→ **What is required**:
Only the lines from the one containing "Target: blue backpack" through the end of the entries should be returned, exactly as they are, with the pictures omitted.

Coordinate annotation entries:

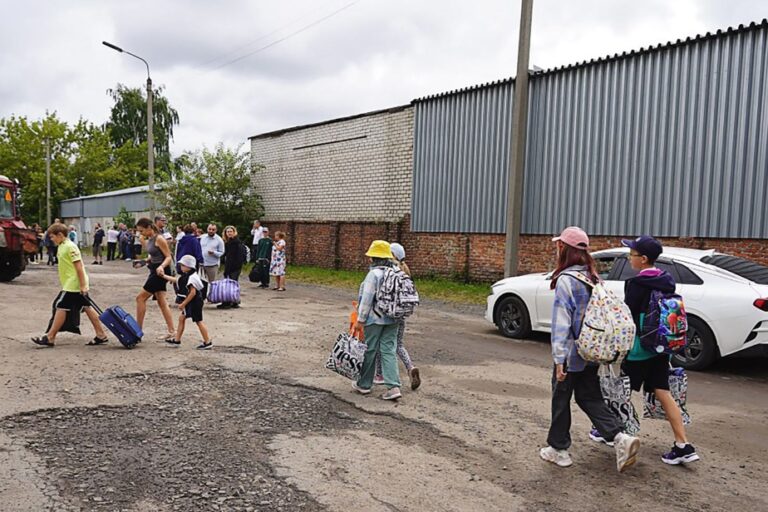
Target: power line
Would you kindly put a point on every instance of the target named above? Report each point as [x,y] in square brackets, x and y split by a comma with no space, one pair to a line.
[262,37]
[297,32]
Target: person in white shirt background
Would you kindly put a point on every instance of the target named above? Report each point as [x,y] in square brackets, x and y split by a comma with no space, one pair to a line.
[112,235]
[258,233]
[213,249]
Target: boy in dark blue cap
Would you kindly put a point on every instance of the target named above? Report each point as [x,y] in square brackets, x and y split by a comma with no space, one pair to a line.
[646,368]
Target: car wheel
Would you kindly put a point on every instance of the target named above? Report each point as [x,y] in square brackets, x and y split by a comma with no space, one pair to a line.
[701,350]
[512,318]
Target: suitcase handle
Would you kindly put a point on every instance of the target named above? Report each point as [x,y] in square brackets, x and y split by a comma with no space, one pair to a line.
[93,304]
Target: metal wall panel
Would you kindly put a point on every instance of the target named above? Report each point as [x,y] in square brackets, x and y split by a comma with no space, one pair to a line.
[71,208]
[671,141]
[105,206]
[460,157]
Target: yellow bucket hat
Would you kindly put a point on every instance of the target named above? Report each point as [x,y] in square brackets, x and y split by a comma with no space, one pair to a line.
[379,249]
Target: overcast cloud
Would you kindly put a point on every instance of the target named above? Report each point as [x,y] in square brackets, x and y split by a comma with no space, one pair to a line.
[372,55]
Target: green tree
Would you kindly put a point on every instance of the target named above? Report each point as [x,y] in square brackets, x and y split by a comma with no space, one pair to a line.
[22,156]
[128,123]
[213,186]
[83,161]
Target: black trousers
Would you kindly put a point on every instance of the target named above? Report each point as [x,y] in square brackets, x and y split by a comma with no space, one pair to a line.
[111,246]
[585,385]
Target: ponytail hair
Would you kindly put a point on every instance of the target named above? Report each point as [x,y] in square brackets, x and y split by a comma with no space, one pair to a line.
[569,256]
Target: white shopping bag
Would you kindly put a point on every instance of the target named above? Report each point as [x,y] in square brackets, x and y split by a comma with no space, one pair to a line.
[347,356]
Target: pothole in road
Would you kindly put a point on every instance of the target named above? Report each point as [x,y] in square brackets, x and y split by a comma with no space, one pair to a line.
[205,442]
[202,444]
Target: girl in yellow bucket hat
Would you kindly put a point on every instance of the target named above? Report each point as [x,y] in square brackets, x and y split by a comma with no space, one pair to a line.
[377,330]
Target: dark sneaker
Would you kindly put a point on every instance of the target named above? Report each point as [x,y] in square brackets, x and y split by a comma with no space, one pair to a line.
[595,435]
[415,378]
[680,455]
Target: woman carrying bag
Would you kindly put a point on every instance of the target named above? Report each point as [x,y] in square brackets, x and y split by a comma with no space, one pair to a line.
[234,259]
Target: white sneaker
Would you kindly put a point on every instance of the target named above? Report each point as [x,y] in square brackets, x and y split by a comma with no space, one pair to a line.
[558,457]
[360,390]
[392,394]
[626,451]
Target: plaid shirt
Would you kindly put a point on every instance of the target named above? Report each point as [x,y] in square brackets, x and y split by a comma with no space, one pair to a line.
[571,299]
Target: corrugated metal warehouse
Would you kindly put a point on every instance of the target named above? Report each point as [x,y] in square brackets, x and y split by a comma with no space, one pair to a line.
[84,212]
[670,140]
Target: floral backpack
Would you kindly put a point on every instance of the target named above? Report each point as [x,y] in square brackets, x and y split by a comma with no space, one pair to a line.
[608,331]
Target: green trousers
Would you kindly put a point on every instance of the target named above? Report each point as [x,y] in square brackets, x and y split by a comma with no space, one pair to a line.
[380,339]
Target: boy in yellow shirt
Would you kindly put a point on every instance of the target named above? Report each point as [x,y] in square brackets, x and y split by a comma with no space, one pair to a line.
[74,286]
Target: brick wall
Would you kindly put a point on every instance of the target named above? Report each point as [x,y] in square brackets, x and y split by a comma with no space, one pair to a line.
[334,171]
[475,257]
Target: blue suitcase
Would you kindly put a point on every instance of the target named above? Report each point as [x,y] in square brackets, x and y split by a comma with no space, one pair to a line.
[121,324]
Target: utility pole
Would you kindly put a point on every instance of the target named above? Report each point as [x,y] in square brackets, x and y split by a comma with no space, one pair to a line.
[517,147]
[150,137]
[150,149]
[48,181]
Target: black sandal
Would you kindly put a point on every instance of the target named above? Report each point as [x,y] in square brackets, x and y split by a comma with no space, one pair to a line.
[43,341]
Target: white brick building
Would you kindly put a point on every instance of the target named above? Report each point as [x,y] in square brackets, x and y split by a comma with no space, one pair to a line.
[353,169]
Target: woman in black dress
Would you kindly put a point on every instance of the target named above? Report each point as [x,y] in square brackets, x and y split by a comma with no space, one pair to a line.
[234,258]
[158,262]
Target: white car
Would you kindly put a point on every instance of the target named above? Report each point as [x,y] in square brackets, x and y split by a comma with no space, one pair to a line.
[726,299]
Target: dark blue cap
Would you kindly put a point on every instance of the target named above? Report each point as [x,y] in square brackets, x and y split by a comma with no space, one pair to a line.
[645,246]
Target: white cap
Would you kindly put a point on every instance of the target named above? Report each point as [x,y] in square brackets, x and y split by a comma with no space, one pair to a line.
[188,261]
[398,251]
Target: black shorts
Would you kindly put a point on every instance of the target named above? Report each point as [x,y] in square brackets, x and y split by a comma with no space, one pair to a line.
[194,311]
[154,282]
[650,373]
[71,301]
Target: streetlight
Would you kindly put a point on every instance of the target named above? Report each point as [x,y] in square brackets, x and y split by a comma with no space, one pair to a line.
[150,138]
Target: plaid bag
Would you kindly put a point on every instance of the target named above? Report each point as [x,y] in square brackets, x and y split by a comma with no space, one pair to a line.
[617,392]
[347,356]
[224,290]
[678,386]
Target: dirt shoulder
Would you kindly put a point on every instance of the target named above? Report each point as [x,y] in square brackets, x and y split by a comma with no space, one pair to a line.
[259,423]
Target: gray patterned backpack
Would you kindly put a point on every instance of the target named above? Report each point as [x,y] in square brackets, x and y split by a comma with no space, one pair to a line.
[397,296]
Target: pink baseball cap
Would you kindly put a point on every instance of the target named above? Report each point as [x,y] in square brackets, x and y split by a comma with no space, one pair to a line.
[573,236]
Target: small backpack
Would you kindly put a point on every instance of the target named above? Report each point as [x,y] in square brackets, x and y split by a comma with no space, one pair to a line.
[396,296]
[608,330]
[665,327]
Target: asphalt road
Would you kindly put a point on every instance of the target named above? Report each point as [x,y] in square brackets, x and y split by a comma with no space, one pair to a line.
[259,423]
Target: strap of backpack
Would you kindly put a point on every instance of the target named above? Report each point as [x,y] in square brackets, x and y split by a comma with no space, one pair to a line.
[580,277]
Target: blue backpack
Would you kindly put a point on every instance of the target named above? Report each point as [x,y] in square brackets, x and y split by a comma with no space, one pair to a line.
[665,327]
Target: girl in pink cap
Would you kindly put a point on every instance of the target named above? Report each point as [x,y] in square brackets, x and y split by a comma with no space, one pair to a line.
[572,375]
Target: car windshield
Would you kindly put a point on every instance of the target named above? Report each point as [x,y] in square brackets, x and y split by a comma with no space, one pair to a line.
[743,268]
[6,203]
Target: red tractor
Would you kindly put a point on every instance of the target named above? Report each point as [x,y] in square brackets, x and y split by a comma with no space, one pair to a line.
[16,240]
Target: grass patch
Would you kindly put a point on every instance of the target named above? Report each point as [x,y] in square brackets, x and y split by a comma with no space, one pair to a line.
[439,288]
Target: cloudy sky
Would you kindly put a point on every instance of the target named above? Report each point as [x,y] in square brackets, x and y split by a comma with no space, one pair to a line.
[370,54]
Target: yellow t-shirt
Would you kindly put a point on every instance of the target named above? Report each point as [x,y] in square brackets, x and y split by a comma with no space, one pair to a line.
[68,254]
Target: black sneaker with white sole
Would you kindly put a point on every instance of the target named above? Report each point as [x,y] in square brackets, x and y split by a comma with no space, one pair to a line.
[680,455]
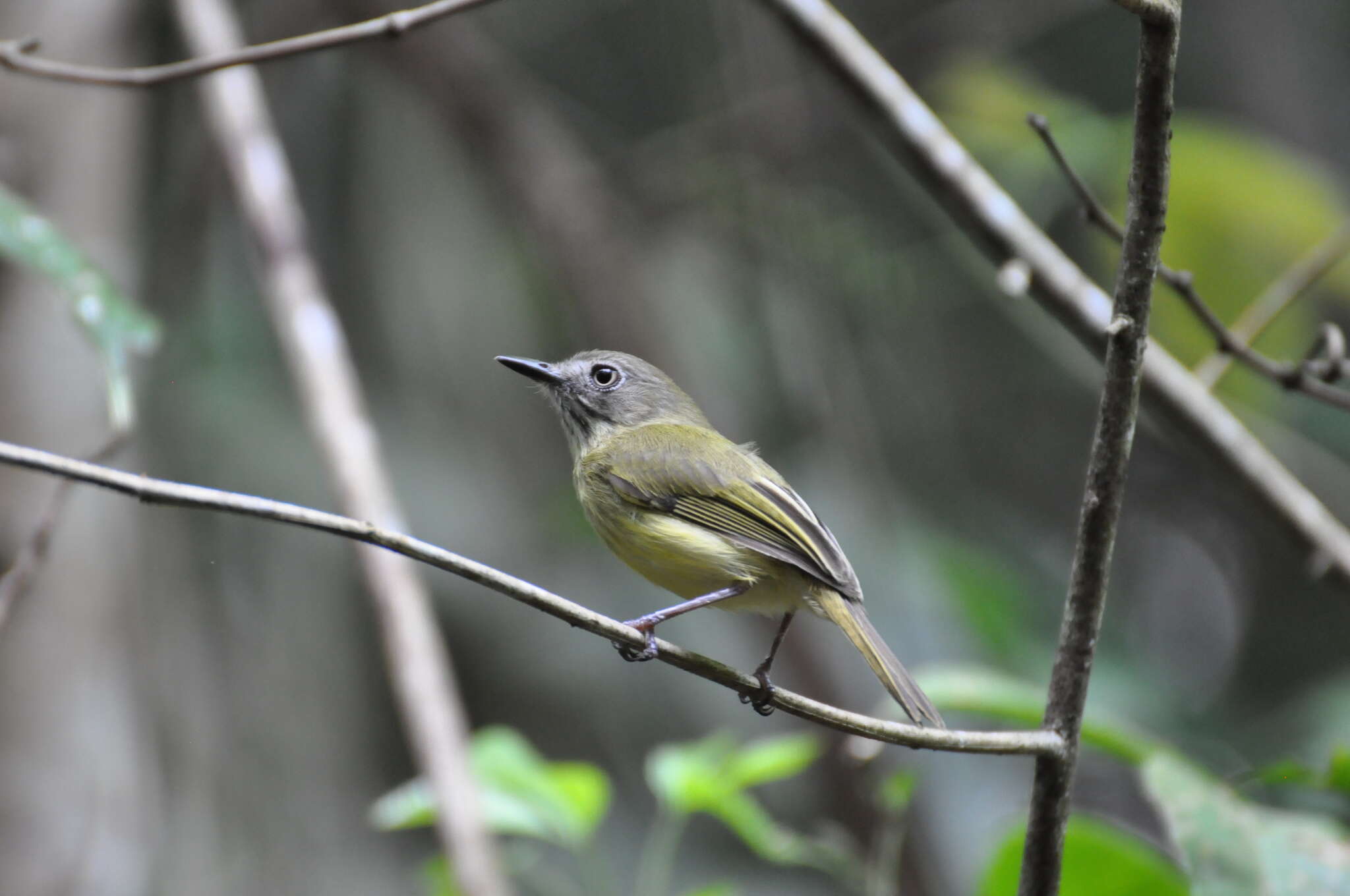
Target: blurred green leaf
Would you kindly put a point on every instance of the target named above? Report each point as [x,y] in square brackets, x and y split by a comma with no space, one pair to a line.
[712,776]
[521,794]
[689,777]
[1338,771]
[1100,860]
[990,598]
[117,325]
[989,692]
[773,760]
[438,880]
[715,889]
[409,804]
[1243,208]
[1287,772]
[1234,847]
[896,790]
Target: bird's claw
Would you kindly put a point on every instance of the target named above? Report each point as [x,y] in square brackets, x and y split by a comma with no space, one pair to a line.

→ **Complete response**:
Target: blue backpack
Would you kindly put a point on every instance of the target named above? Report each point as [x,y] in square brackets, x and y split by a comma with no space, one pair to a line.
[665,327]
Target: girl in pink cap
Would you kindly put a point on every instance of the target named above? Report each point as [x,y] in square brackets, x and y split by a comma with no space, one pair to a line.
[572,375]
Target: car windshield
Would you kindly put a point on every instance of the target named above? Report each point as [x,y] in square brackets, x and y split by a comma with no space, one pair to a line.
[743,268]
[6,203]
Target: red tractor
Would you kindly put a point on every instance of the target named above? Report each point as [x,y] in square brackets, x and y split by a comma with no space, one pair to a line.
[16,240]
Target: grass patch
Would you kindly put a point on every instance of the target named above? Report each point as [x,y] in square brackets, x and y split by a comma with no space, one pair to a line.
[439,288]
Target: cloudy sky
Would you kindly put a point on every instance of the target named above? Report each point as [x,y] in square brackets, x and y split by a comma with no space, one pair to a line.
[370,54]
Target: yellow t-shirt
Would you kindly put a point on every instance of the target named above? Report each point as [x,y] in square brackets, x and y split by a comma with no space, one pair to a line.
[68,254]
Target: black sneaker with white sole
Would you kindly put a point on every instance of the target named above? Report each point as [x,y] in square brackets, x and y split by a comma with no space, one pair to a line.
[680,455]
Target: blurred green leaf
Would you kindly put a point on every instance of the target named above? Report each point as [x,y] in square brackets, x and y split by a comma with no space, one pair to a line.
[712,776]
[521,794]
[689,777]
[1338,771]
[1100,860]
[990,598]
[117,325]
[989,692]
[773,760]
[438,880]
[715,889]
[409,804]
[1243,208]
[1287,772]
[1234,847]
[896,790]
Target: bird's claw
Would you kindly put a point on every instance of the target named above? Report each point as [x,y] in square brackets, x and y split by a comma with no space, one pair to a line.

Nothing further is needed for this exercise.